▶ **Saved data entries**
============
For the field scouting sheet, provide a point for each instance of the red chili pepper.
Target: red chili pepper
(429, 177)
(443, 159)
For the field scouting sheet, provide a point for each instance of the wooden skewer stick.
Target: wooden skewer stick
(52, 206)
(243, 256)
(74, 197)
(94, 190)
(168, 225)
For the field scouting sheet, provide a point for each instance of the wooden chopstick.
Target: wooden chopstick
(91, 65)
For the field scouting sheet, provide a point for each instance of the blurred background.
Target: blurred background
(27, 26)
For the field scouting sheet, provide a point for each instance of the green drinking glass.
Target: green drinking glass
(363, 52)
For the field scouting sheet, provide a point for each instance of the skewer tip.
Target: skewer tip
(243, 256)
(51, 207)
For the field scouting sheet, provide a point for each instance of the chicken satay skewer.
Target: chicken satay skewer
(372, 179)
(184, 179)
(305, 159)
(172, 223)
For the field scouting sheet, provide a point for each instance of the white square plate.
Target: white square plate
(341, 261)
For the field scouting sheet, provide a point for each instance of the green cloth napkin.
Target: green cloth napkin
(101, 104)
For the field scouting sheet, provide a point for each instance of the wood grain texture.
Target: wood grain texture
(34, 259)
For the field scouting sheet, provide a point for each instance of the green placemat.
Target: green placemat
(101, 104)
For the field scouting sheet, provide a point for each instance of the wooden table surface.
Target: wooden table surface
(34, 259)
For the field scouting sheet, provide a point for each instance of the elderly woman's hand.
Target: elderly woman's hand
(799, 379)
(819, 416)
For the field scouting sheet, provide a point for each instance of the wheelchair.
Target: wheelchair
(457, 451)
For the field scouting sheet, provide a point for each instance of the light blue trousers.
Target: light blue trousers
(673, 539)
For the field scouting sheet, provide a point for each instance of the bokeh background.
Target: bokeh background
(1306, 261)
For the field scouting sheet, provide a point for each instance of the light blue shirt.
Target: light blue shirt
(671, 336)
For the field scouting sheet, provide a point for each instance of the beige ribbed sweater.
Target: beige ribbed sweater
============
▶ **Work instructions**
Filter the entries down to the lines that hold "ribbed". Copy those lines.

▶ **Answer box**
For the field scouting sheet, provide a point for each instance of the beige ribbed sweater.
Target: beige ribbed sweater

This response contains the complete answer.